Work request =
Where the line with "I was told the window frame" appears in the records below, start there and transcribe each line exactly through the last.

Recorded information =
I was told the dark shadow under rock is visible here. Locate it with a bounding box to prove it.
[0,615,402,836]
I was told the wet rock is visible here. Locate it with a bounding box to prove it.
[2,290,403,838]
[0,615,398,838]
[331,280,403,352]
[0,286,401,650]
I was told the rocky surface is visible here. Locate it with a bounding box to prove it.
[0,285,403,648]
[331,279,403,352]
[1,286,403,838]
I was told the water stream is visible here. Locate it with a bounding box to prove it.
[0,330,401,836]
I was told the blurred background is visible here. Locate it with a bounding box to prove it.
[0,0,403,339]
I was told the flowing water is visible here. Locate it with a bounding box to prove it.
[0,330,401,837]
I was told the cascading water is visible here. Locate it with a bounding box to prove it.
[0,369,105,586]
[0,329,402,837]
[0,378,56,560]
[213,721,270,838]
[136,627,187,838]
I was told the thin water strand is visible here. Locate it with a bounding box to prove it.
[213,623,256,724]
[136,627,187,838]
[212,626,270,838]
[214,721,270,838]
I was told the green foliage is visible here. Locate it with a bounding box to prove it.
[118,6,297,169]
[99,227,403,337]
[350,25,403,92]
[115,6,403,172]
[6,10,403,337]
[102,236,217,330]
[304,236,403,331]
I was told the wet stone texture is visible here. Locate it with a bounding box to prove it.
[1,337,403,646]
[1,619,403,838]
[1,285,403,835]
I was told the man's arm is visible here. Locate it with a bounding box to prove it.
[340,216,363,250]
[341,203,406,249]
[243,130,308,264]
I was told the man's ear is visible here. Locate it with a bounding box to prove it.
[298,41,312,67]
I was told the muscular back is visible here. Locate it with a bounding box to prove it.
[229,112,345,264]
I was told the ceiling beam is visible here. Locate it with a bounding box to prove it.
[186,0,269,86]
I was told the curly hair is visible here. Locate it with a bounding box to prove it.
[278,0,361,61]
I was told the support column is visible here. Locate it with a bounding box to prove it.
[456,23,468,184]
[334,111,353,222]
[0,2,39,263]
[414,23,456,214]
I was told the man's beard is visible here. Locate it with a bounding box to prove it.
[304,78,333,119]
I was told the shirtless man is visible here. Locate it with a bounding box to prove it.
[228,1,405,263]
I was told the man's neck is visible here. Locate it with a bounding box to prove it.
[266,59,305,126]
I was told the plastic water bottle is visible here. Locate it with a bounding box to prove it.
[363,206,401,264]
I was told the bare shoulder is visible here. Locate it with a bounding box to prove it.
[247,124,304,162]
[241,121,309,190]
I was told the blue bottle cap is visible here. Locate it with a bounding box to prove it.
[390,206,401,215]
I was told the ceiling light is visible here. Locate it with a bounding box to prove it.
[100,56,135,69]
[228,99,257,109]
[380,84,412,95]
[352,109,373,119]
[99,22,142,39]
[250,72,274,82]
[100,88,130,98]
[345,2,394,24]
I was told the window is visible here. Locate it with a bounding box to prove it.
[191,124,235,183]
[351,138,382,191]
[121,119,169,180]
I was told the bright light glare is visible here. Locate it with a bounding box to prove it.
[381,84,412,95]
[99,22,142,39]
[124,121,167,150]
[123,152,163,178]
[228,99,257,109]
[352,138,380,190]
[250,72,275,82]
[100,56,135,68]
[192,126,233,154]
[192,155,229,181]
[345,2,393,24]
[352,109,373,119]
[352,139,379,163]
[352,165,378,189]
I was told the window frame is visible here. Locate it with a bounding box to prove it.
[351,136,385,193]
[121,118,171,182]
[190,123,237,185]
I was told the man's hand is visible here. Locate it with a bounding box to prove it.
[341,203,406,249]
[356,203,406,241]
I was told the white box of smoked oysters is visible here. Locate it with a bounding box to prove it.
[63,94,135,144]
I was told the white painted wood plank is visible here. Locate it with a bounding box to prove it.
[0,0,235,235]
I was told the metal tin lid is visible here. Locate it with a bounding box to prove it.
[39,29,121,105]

Answer section =
I was told the window frame is visible here. Locate it with a bounding box to prove it.
[351,136,385,193]
[121,118,171,182]
[190,123,237,185]
I was told the man's hand is visible here. Locate it with a bounding box to prove it.
[341,203,406,249]
[356,203,406,241]
I was told the white box of smoked oysters is visible here. Locate it with a bounding box to prove it.
[63,94,135,144]
I was told the white painted wood plank is visible here. Locate it with a bounding box to prove it.
[0,0,235,235]
I was told the metal tin lid is visible here. Locate it with a bounding box to prove it.
[39,29,121,105]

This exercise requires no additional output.